- **Document section**
============================================================
That was the target fan base for the Monkees project.  A project that flamed brightly and then fizzled just as quickly.  Beyond a rather shallow premise and limited number of gags, the studios attempted to promote the band as the same band people saw on television.  They weren't.  Two - Nesmith and Tork - were accomplished musicians.  But Jones and Dolenz were merely actors playing musicians.  When word leaked that their albums were recorded by professional musicians and not the four from the series, the group came in for some heavy ribbing. 

Despite fighting the studios for more control in order to elevate their status among the '60s music scene, including a moment when Nesmith was rumored to have punched a hole in the wall out of anger, the Monkees were not able to save the sinking ship.  The show was canceled after two seasons.  The band eventually broke up some years later. 

I saw reruns when I was young, but paid scant attention to them.  Then in 1986, in February of my freshman year of college, news broke that The Monkees were reuniting with a new album, new songs and a world tour forthcoming.  It was the twentieth anniversary of their television debut. MTV played a marathon of Monkees episodes around the clock. The only snag was that Nesmith, likely the most successful of the group in his solo years, would not take part in the reunion.  

That winter and spring semester and the following fall of 1986 were filled with Monkees news, their tour, their new releases, and a few old releases.  For my birthday, I was given a newly released tape of their hits, exposing me to music that wasn't the greatest in the world, but not always altogether bad. A couple hits actually made regular airplay for a bit, including old clips form the Monkees series played on MTV as stand alone videos:


The moment I remember, however, was that Christmas my sophomore year.  MTV produced a video of the three band members who were touring performing bits and pieces of different holiday standards.  Not the religious ones.  I posted here how wholesome it appears, even though it was MTV - the cutting edge of bringing all sex, drugs, orgies and animal behavior into America's living rooms. Today that era of MTV would be too tame for Disney. 

The big 'reveal' of the medley was the end.  Throughout the clip a stumbling, bumbling Santa Clause could be seen in this or that scene being a goofy Clause for laughs.  When the band, the VJs and the MTV crew all gathered for a rousing We Wish You a Merry Christmas finale, only then was it revealed that Santa was none other than Mr. Nesmith himself:


Ah, it seems a universe away.  Mr. Nesmith worked to fashion and improve on those 'promotional clips', and is considered a pioneer of what music videos eventually became.  He is one of several credited with concepts that would lead to MTV.  He was also an early crossover artist, keeping his feet in the pop music world, but fusing that with his love for country music  that was often heard in some of his Monkees selections, as well as his time a a protest singer pre-Monkees.

When fans of the Monkees attempt to build a case for their fandom, credibility by association is often the appeal, with Nesmith being the band member most often cited.  His post-Monkees career is one slot on the resume.  Plus, it was the songs he performed that were often considered the better of the Monkees catalogue (there's even rumors that none other than The Byrds were background musicians on Nesmith's rendition of What Am I Doing Hangin' Round).  Nesmith's composition of Different Drum, popularized by a young Linda Ronstadt and The Stone Poneys, is another oft referenced piece of evidence for the case of liking The Monkees.
============================================================
- **Set task 1**
In the Monkees post, why did the group come in for heavy ribbing?
- **Set task 2**
In the Monkees post, rewrite the passage from "I saw reruns" up to and including "in the reunion.", replacing "reruns" with "repeats".
- **Set task 3**
Continue the Monkees post from its last sentence.
============================================================
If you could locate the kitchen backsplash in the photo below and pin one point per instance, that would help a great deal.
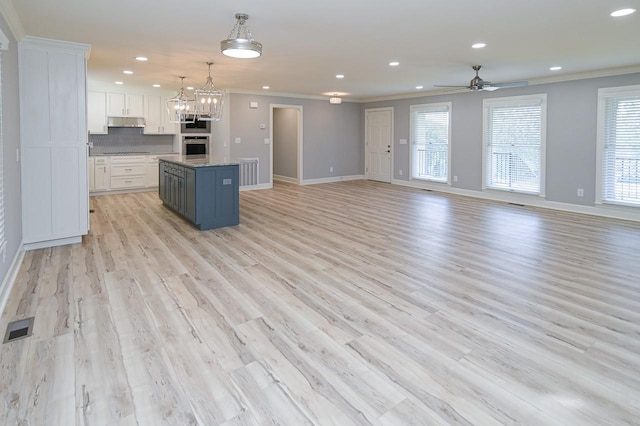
(131, 140)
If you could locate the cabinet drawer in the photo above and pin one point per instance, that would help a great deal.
(127, 169)
(120, 182)
(129, 159)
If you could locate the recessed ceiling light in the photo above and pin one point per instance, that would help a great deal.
(622, 12)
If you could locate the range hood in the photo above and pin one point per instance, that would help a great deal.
(125, 122)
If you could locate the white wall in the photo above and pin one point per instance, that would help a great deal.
(11, 141)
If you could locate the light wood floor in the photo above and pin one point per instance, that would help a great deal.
(346, 303)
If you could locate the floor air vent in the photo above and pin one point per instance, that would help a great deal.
(18, 330)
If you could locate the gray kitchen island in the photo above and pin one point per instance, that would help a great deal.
(202, 189)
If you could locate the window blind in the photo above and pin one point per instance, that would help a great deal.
(620, 150)
(430, 135)
(514, 142)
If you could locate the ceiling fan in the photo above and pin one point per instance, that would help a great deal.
(477, 83)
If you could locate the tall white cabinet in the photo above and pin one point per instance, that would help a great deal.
(53, 126)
============================================================
- **Exercise output 1**
Word leaked that their albums had been recorded by professional musicians rather than the four from the series. The studios had been promoting them as the same band people saw on television.

- **Exercise output 2**
I saw repeats when I was young, but paid scant attention to them.  Then in 1986, in February of my freshman year of college, news broke that The Monkees were reuniting with a new album, new songs and a world tour forthcoming.  It was the twentieth anniversary of their television debut. MTV played a marathon of Monkees episodes around the clock. The only snag was that Nesmith, likely the most successful of the group in his solo years, would not take part in the reunion.

- **Exercise output 3**
A musician to the core, he never set aside music for his other pursuits, even if behind the scenes dominated much of his career.  He never wanted for money, since his mother patented liquid paper, an indispensable tool for correcting mistakes on typewriters before the arrival of word processors.  Eventually he did join the remaining Monkees and did some touring with them in later years.  But none would enjoy the hype and fame they had in those couple years of the 1960s, or even that brief year of 1986 when I first discovered them. 

So God bless Mr. Nesmith.  May his family and loved ones receive the peace and strength of God through Jesus Christ in the coming months.  And may God receive Mr. Nesmith into His loving arms.  And thanks for the memories. 

Friday, December 10, 2021

NBC and pure racist propaganda

No better example of both racism and race-baiting political propaganda have I seen in recent years than this 'story' about the Spaulding Board of Elections in Georgia.  Read it here.  Go ahead.  I'll wait.

*****

Are you finished?  What did you think?  Having white skin is pretty damn evil, ain't it?  To read the story it sure appears to be.  Note how when the board was majority black skin, all was right with the world.  But now the dreaded and nauseating white skin has a majority, and that's how we know outrage should commence:

"A year ago, Sunday voting had been instrumental in boosting turnout of Black voters.

But this was an entirely different five-member board than had overseen the last election. The Democratic majority of three Black women was gone. So was the Black elections supervisor.

Now a faction of three white Republicans controlled the board"

Wow.  You can almost hear the Darth Vader March playing faintly as you read the words. 

Again, the whole idea that we should look at Caucasians the way Nazis looked at Jews is almost social dogma.  The fact that it's happened almost overnight has to make your head spin.  

For a minute I thought maybe, just maybe, Spalding County - the county in question - has a majority black population.  Since we've pretty much accepted the idea that no white skin should ever presume to teach or in any way hold position over the black skin, that might be why the outrage.  

But nope:



Majority white.  In fact, the racial makeup of the county appears to be reflected in the current makeup off the board of elections (except for the lack of someone representing the other minority groups - but that doesn't seem to matter this time).  Again, it's the nauseating and deplorable white skins who hold the majority.  And what's more, white skins who dare blaspheme the Leftist State.  

Tell me I'm wrong in this over the top rhetoric.  Please.  Go into the comments section and say I've gone too far.  That I represent the gist of the "story" unfairly.  That I'm wrong to say they are clearly judging and appraising based purely on skin color.  That they are strongly suggesting the wrong skin color can only be mitigated by proper political allegiance.  Tell me I'm wrong in these.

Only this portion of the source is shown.